* _DIRECTION 1_: Translate this sentence from the thread into Spanish: "It seems that the parameter substitution doesn't work when you submit the job via an embedded query."
* _DIRECTION 2_: Please reproduce the part of the thread that begins at the words "load 'gs://bucket/datasets/raw/carts/v1/2016/08/' using" and stops after the words "again it works.".

* _PASSAGE_:
__________________________________________________

Bug: Pig parameter substitution doesn't work with embedded query

148 views
Skip to first unread message

Alex Van Boxel

unread,
Oct 31, 2016, 7:22:58 AM10/31/16
to Google Cloud Dataproc Discussions
I have an annoying bug with some legacy pig scripts. It seems that the parameter substitution doesn't work when you submit the job via an embedded query. Example:


 load '${orders}' using AvroStorage();

Parameters
orders: gs://bucket/datasets/raw/carts/v1/2016/08/
out: gs://bucket/datasets/output/bigquery/cart-order/2016/08

well this gives:

Caused by: org.apache.pig.impl.logicalLayer.FrontendException: ERROR 2245: Cannot get schema from loadFunc org.apache.pig.builtin.AvroStorage
	at org.apache.pig.newplan.logical.relational.LOLoad.getSchemaFromMetaData(LOLoad.java:179)
	at org.apache.pig.newplan.logical.relational.LOLoad.<init>(LOLoad.java:89)
	... 24 more
Caused by: java.io.IOException: No path matches pattern [Lorg.apache.hadoop.fs.Path;@663bb8ef
	at org.apache.pig.builtin.AvroStorage.getAvroSchema(AvroStorage.java:341)
	at org.apache.pig.builtin.AvroStorage.getAvroSchema(AvroStorage.java:313)
	at org.apache.pig.builtin.AvroStorage.getSchema(AvroStorage.java:287)
	at org.apache.pig.newplan.logical.relational.LOLoad.getSchemaFromMetaData(LOLoad.java:175)
	... 25 more

I checked that it worked by hard coding it in the script, and this worked:

load 'gs://bucket/datasets/raw/carts/v1/2016/08/' using AvroStorage(); 

this gives:

Success!

Job Stats (time in seconds):
JobId	Maps	Reduces	MaxMapTime	MinMapTime	AvgMapTime	MedianMapTime	MaxReduceTime	MinReduceTime	AvgReduceTime	MedianReducetime	Alias	Feature	Outputs
job_1477827119007_0002	2	0	72	66	69	69	0	0	0	0	orders,out	MAP_ONLY	hdfs://h2-dataproc-m/user/root/asas${out},

Input(s):
Successfully read 1601145 records (766 bytes) from: "gs://vex-eu-data/datasets/raw/carts/v1/2016/08"

I came upon this because I knew it worked if I use queryFileUri (iso embedding the query). I changed strategy while porting my Luigi operator to Airflow (where I now embed the query). I added code to work now with references to gs references and again it works.

Still, it's annoying. Is this a bug or will it never be supported (parameter substitution with embedded queries)?

__________________________________________________

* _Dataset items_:
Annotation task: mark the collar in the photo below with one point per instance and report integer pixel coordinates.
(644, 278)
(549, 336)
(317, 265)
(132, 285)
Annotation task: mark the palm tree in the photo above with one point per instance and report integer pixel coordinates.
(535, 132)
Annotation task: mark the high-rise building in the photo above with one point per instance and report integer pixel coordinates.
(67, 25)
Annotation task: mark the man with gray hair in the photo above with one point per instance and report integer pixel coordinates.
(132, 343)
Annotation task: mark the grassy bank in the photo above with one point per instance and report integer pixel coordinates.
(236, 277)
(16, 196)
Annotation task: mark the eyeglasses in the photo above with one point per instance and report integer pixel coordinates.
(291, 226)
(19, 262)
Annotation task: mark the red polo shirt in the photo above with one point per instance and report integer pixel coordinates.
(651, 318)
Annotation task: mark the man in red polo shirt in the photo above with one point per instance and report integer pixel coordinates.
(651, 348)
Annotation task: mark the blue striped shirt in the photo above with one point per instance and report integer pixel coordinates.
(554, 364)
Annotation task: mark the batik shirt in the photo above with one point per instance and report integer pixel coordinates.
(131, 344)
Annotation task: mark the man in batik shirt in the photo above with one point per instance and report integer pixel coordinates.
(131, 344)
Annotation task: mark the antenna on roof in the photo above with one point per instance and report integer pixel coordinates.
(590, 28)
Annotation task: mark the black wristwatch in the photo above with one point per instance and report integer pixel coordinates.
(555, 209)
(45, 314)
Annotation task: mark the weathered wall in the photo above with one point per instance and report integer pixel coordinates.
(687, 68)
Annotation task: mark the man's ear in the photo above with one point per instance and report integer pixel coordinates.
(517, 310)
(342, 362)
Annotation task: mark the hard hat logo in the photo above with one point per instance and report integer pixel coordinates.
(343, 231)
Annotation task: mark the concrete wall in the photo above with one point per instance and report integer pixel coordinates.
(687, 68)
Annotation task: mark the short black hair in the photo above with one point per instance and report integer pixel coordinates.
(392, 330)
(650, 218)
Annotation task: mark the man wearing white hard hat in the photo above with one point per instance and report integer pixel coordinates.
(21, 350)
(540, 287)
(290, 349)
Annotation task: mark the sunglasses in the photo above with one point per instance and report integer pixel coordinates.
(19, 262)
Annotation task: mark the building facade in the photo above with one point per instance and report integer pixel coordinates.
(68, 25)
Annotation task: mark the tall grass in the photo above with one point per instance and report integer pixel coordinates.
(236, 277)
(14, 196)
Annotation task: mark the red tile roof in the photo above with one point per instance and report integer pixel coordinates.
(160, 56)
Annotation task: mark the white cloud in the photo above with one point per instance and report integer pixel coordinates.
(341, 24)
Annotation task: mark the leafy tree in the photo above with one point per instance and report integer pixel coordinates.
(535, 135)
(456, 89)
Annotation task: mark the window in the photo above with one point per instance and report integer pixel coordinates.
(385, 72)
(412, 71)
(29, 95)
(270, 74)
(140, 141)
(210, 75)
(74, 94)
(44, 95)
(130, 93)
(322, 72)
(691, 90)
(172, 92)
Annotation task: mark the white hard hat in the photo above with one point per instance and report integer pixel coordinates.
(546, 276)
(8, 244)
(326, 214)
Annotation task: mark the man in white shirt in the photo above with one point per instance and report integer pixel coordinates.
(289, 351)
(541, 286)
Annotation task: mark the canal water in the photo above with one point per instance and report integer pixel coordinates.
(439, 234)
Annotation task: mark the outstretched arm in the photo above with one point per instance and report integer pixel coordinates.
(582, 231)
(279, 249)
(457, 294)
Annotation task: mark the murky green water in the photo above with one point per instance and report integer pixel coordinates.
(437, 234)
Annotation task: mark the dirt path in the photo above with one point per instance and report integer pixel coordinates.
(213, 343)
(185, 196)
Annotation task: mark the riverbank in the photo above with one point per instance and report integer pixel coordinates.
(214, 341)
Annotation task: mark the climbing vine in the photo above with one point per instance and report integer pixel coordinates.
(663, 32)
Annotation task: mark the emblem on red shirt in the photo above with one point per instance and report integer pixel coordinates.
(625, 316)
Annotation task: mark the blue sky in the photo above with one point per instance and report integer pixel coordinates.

__________________________________________________

* _PROBLEM SOLUTION 1_: Parece que la sustitución de parámetros no funciona cuando se envía el trabajo mediante una consulta incrustada.

* _PROBLEM SOLUTION 2_:
load 'gs://bucket/datasets/raw/carts/v1/2016/08/' using AvroStorage(); 

this gives:

Success!

Job Stats (time in seconds):
JobId	Maps	Reduces	MaxMapTime	MinMapTime	AvgMapTime	MedianMapTime	MaxReduceTime	MinReduceTime	AvgReduceTime	MedianReducetime	Alias	Feature	Outputs
job_1477827119007_0002	2	0	72	66	69	69	0	0	0	0	orders,out	MAP_ONLY	hdfs://h2-dataproc-m/user/root/asas${out},

Input(s):
Successfully read 1601145 records (766 bytes) from: "gs://vex-eu-data/datasets/raw/carts/v1/2016/08"

I came upon this because I knew it worked if I use queryFileUri (iso embedding the query). I changed strategy while porting my Luigi operator to Airflow (where I now embed the query). I added code to work now with references to gs references and again it works.